Please reproduce the entries exactly, skipping each picture.

* Stored records:
══════════
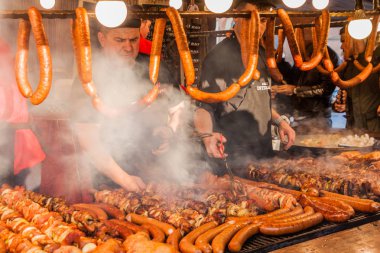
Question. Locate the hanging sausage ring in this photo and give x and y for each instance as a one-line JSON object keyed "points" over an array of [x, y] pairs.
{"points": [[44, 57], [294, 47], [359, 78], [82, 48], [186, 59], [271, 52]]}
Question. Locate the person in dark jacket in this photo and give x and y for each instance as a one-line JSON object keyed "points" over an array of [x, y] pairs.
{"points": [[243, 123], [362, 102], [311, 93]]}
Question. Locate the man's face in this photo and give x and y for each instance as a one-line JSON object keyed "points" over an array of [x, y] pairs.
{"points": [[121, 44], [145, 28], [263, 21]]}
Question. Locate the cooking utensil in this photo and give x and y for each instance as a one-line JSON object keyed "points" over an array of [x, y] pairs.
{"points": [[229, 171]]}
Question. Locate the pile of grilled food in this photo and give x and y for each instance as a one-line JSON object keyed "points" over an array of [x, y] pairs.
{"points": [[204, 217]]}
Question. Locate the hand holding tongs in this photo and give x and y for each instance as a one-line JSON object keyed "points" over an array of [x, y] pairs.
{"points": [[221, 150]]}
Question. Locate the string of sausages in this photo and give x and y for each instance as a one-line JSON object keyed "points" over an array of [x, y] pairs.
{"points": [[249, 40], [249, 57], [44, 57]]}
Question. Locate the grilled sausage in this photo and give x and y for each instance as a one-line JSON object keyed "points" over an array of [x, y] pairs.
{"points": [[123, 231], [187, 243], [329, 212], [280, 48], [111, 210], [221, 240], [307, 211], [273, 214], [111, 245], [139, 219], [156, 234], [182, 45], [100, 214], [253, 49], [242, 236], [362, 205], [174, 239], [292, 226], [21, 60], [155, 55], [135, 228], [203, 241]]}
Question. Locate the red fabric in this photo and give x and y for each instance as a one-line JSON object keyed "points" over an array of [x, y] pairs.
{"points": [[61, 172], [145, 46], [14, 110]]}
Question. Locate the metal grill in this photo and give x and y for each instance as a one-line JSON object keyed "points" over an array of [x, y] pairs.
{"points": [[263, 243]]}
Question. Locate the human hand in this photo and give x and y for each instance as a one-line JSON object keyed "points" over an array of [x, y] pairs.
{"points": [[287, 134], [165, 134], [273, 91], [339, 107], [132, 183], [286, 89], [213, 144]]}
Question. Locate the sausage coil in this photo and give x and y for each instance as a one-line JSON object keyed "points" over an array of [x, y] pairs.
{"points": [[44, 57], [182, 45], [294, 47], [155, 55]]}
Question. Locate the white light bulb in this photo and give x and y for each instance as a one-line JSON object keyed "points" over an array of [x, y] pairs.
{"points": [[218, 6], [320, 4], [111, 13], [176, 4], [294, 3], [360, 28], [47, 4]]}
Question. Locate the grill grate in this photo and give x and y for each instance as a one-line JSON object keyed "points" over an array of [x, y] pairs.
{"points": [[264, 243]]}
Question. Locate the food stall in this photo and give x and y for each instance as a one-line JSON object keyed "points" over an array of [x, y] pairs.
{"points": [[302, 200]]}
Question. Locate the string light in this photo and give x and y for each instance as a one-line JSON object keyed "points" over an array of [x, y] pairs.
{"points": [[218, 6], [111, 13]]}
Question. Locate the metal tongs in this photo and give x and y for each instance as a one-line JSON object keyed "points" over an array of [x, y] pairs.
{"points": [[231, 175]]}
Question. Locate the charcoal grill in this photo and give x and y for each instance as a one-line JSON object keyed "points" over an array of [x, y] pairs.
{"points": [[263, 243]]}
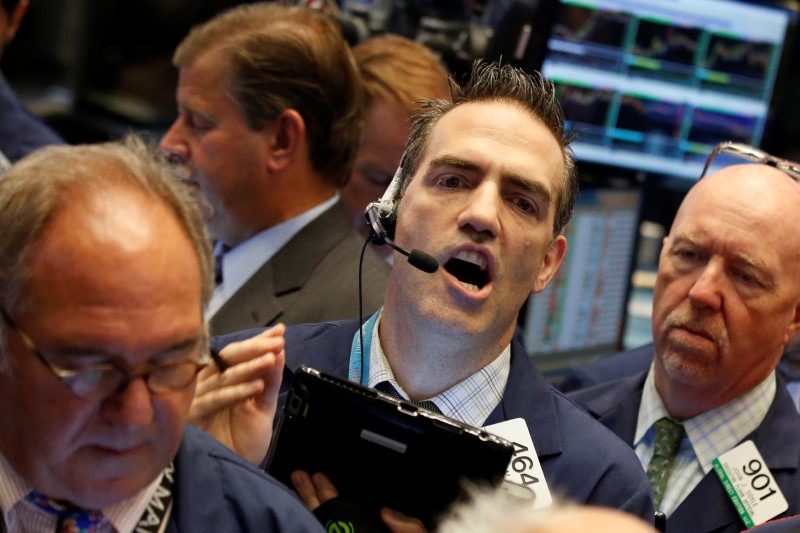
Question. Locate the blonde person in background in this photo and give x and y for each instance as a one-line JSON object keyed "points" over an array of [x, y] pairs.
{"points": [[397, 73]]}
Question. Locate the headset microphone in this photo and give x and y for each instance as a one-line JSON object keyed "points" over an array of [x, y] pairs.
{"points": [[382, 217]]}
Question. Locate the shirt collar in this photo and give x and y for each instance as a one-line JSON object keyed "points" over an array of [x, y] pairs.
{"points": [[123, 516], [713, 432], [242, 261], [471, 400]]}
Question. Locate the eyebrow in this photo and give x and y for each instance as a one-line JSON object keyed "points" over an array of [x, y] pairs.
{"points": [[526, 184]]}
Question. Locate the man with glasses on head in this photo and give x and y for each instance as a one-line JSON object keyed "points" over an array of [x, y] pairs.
══════════
* THE COMPLETED TASK:
Question. Locate the hanging sausage ring in this photo and give x and y for each instance as a one-line JSON object keyed "points" over an array of [x, y] pairs.
{"points": [[44, 57], [294, 47], [359, 78], [82, 48], [186, 59], [271, 52]]}
Question. Locate the person in dark jacket in this photo and give x and y for each instance as a one-line JSON object keyed "points" over an array of [x, y] pairs.
{"points": [[243, 123], [362, 102], [311, 93]]}
Question. Locate the man's face in this photo and give x and y for each instance as a one-line JSON object keyed "points" over an array of [x, y] pairs.
{"points": [[121, 44], [145, 28], [263, 21]]}
Question. Locate the cooking utensil in this photo and give x and y for each instance as a one-line JSON object keyed "points" over an array of [x, y] pairs.
{"points": [[229, 171]]}
Question. Locate the pile of grilled food in this photo and give x and y for each instance as a one-line JSON object keyed "points" over an array of [x, y] pairs.
{"points": [[204, 217]]}
Question. Locate the hand holding tongs in this photo and give x and y for each instance as a one-line JSON object keyed "points" over an array of [x, y] pairs.
{"points": [[221, 150]]}
Question. Locate the string of sausages in this photo and give x and y for each instance as a one-line JSON object keyed "points" over an array of [x, y] pairs.
{"points": [[249, 40], [249, 57], [44, 57]]}
Question. Locate the grilled sausage in this photo and give x and y for each instance as a one-line JSON object keyed "points" over an array of [x, y] pairs.
{"points": [[123, 231], [187, 243], [329, 212], [280, 48], [111, 210], [221, 240], [307, 211], [273, 214], [111, 245], [139, 219], [156, 234], [182, 45], [100, 214], [253, 49], [242, 236], [362, 205], [174, 239], [292, 226], [21, 60], [155, 55], [135, 228], [203, 241]]}
Question. Locate the red fabric in this photo and give x and y for each instance as a one-line JSON object keyed "points" over an array of [x, y] pairs.
{"points": [[61, 172], [145, 46], [14, 110]]}
Question. Locate the metal grill in this photo and give x and y for each instance as a one-line JSON object keyed "points" over an array of [x, y] pairs.
{"points": [[263, 243]]}
Question. Locate the human hand in this photo and give x and y for each instance as a one-line JSON object keyed "points" over an array of [x, y] pairs.
{"points": [[287, 134], [165, 134], [273, 91], [339, 107], [132, 183], [286, 89], [213, 144]]}
Question. Locate the sausage coil in this photo and give x and y for each instance as a one-line JSON object keyed "points" over an array of [x, y] pairs.
{"points": [[44, 57], [182, 45], [294, 47], [155, 55]]}
Question. Locate the white light bulb in this photo and give x and y for each instance as a one-line JSON object keyed "points" over an array of [x, y] pairs.
{"points": [[218, 6], [320, 4], [111, 13], [176, 4], [294, 3], [360, 28], [47, 4]]}
Question. Locate the grill grate in this photo and give x and y for each instance as a one-line JSON object keyed "points" over an array of [x, y] pairs.
{"points": [[264, 243]]}
Question. Locate the food stall in this photo and give x and y for each instance as a one-line JSON object keyed "points" over an array of [x, y] pairs.
{"points": [[302, 200]]}
Question. Locate the string light in this photo and give x and y for each instance as a one-line JSON object keyed "points" over an array of [x, y] pairs.
{"points": [[218, 6], [111, 13]]}
Question. Locate the metal tongs in this photo and give x and y for each instance as a one-line JSON object keyed "points" over an array of [x, y] pairs.
{"points": [[231, 175]]}
Question. Locate the charcoal grill in this photo and give x and y for each instance as a one-line JSON object keyed "points" over an array of [x, y] pairs.
{"points": [[263, 243]]}
Question. Locate the blonde person in background in this photo and give x and y for each instance as a one-line JSON object keyed "points" over an array of [x, y] pairs.
{"points": [[397, 73]]}
Question. Locate the headset microphone in this photo and give x and y for each instance as a one-line JSON object keyed "points" over an array of [x, y] pairs.
{"points": [[382, 217]]}
Question. Locate the shirt collar in this photo and give x and y for each instance as a one-line JSON object keyed "points" over an array of [x, y] pairs.
{"points": [[123, 516], [713, 432], [242, 261], [471, 400]]}
Question. Locate the eyebrow in this photo and give x and y for each instance as a one-line JSON object keyed "points" over an array of [x, y] pairs.
{"points": [[526, 184]]}
Question. Locate the man with glasses on head in this photo and give x and y for each instance as a one-line JSON object keyed "points" over an array of [x, y] pairs.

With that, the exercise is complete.